--- start of Input rows ---

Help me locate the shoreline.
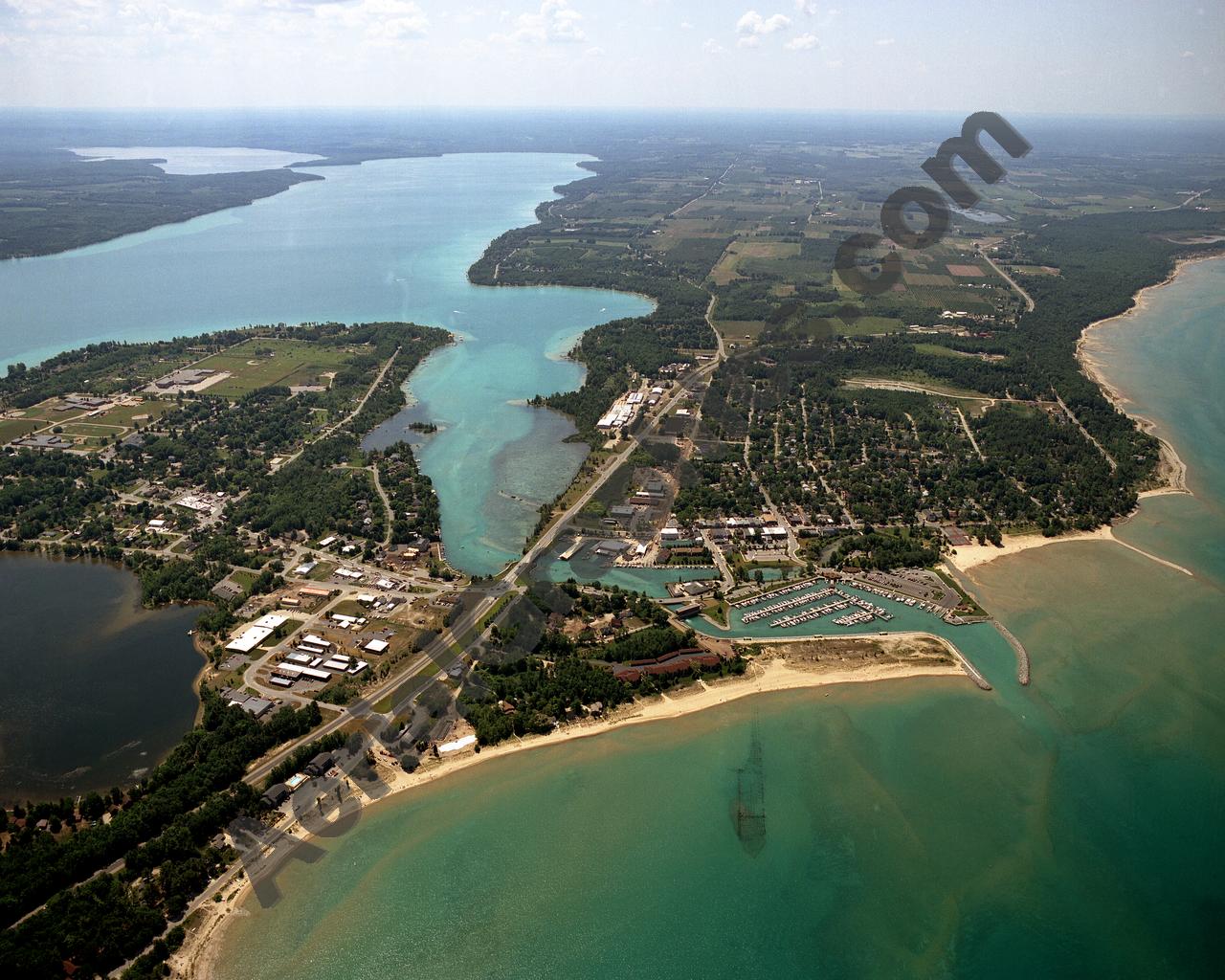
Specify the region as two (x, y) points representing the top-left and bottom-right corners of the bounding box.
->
(945, 253), (1225, 576)
(178, 646), (972, 980)
(1076, 253), (1225, 500)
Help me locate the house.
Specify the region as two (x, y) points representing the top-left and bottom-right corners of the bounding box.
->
(940, 524), (972, 547)
(302, 752), (333, 777)
(259, 783), (289, 806)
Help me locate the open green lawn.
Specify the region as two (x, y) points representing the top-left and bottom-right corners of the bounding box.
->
(0, 419), (43, 445)
(186, 337), (353, 397)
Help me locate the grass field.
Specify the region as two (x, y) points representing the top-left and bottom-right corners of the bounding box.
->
(89, 399), (171, 426)
(835, 316), (902, 337)
(714, 320), (766, 345)
(0, 419), (43, 445)
(187, 337), (353, 398)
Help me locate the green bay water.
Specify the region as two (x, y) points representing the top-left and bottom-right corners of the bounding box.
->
(218, 256), (1225, 980)
(0, 148), (652, 573)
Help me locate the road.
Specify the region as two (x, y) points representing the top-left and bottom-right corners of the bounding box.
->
(979, 253), (1034, 312)
(108, 291), (730, 974)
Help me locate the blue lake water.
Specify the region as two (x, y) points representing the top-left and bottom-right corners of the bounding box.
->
(73, 145), (323, 174)
(217, 256), (1225, 980)
(0, 153), (651, 573)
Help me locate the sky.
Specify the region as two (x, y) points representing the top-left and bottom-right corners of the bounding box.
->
(0, 0), (1225, 115)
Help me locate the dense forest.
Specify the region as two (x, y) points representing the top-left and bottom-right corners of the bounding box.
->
(0, 688), (321, 980)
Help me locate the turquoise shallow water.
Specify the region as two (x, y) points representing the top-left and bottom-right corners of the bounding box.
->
(219, 256), (1225, 980)
(0, 153), (651, 573)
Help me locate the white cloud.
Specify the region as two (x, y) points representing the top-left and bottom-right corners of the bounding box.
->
(314, 0), (430, 44)
(736, 10), (791, 36)
(490, 0), (587, 44)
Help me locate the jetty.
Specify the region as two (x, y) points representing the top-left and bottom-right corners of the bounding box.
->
(992, 620), (1029, 683)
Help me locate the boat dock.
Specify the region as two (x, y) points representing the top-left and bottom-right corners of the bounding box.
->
(846, 578), (966, 626)
(731, 578), (821, 609)
(557, 538), (585, 561)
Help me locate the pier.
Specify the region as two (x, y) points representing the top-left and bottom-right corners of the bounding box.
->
(557, 538), (583, 561)
(992, 620), (1029, 683)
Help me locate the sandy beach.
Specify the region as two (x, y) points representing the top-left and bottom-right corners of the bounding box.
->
(945, 255), (1222, 583)
(1076, 254), (1225, 499)
(945, 526), (1119, 572)
(177, 634), (969, 980)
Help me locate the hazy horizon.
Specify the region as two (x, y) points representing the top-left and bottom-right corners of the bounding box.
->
(0, 0), (1225, 118)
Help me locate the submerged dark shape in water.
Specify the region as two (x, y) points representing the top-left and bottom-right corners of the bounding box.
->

--- end of Input rows ---

Change every "Help me locate" in the data above to "Point out" and give the data back with nothing else altered. Leave the picture out.

Point out the shoreline.
Specify the region as two (x, y) points representing the top-left and bottom-right corners of the bounding box.
->
(945, 253), (1225, 576)
(178, 646), (972, 980)
(1076, 253), (1225, 500)
Point out the house.
Specify the region as two (x, y) points representing the top-left and bottom-right corners of the bounding box.
->
(940, 524), (972, 547)
(302, 752), (333, 777)
(259, 783), (289, 806)
Point out the open green lawn.
Specify the region as two (x, y) points representing the top-left and bottom-right corners of the bounding box.
->
(0, 419), (43, 445)
(186, 337), (353, 397)
Point out the grass field.
Specify the region as two (x, y) points representing the top-left and bottom-right corners of the bounding box.
->
(89, 399), (171, 426)
(835, 316), (902, 337)
(714, 320), (766, 345)
(0, 419), (43, 445)
(187, 337), (353, 398)
Point out the green bay water.
Specify the region as two (x, y) points representing the top-left and bottom-right corners of the bounding box.
->
(218, 256), (1225, 980)
(0, 148), (652, 573)
Point out the road.
Specify the region as two (x, y) points representing the top-left and bottom-right corners of the bounding box.
->
(979, 253), (1034, 312)
(108, 291), (730, 974)
Point out the blue lake water.
Specify the region as two (x, y) points representing the top-left and bottom-right corners of the bounding box.
->
(73, 145), (323, 174)
(217, 256), (1225, 980)
(0, 153), (651, 573)
Point out the sky.
Specify the region as two (x, y) points representing the top-left and bottom-right corners of the bounding box.
->
(0, 0), (1225, 115)
Point out the dense forest.
Specify the region as two (x, y) points representing the top-left and bottom-right corners of the bounding box.
->
(0, 688), (321, 980)
Point out the turquoise shallow water.
Specify the region as two (x, y) points representing the top-left and bottom-right corners of the bounding box.
->
(219, 256), (1225, 980)
(0, 153), (651, 573)
Point out the white cloud.
Specify the region as two (x, y) points representing the top-left and bottom-right corners of the bounding box.
->
(314, 0), (430, 44)
(736, 10), (791, 36)
(490, 0), (587, 44)
Point out the jetty.
Specify the region as two (x, y) points representing the top-left and bottom-right corners of the bounding box.
->
(992, 620), (1029, 683)
Point out the boat dock.
Specify the region as two (x, y) points representing the top-left and bottom-right corners of the bounding box.
->
(846, 578), (966, 626)
(731, 578), (821, 609)
(557, 538), (585, 561)
Point out the pier.
Specify the region as two (x, y) points representing the top-left and bottom-right corners of the bounding box.
->
(557, 538), (583, 561)
(992, 620), (1029, 683)
Point out the sandy beach.
Specify the region as two (x, y) points representing the top-left and bottom-right corners of the bounding box.
->
(945, 255), (1222, 583)
(1076, 254), (1225, 499)
(945, 526), (1119, 572)
(177, 634), (969, 980)
Point out the hazy horizon.
Specify the region as two (x, y) points representing the top-left and bottom-right corners of the bounding box.
->
(0, 0), (1225, 118)
Point out the submerged dark shape in water.
Specify the region as two (x, y) points representing the top-left and bottom-right corners of the bounding box.
->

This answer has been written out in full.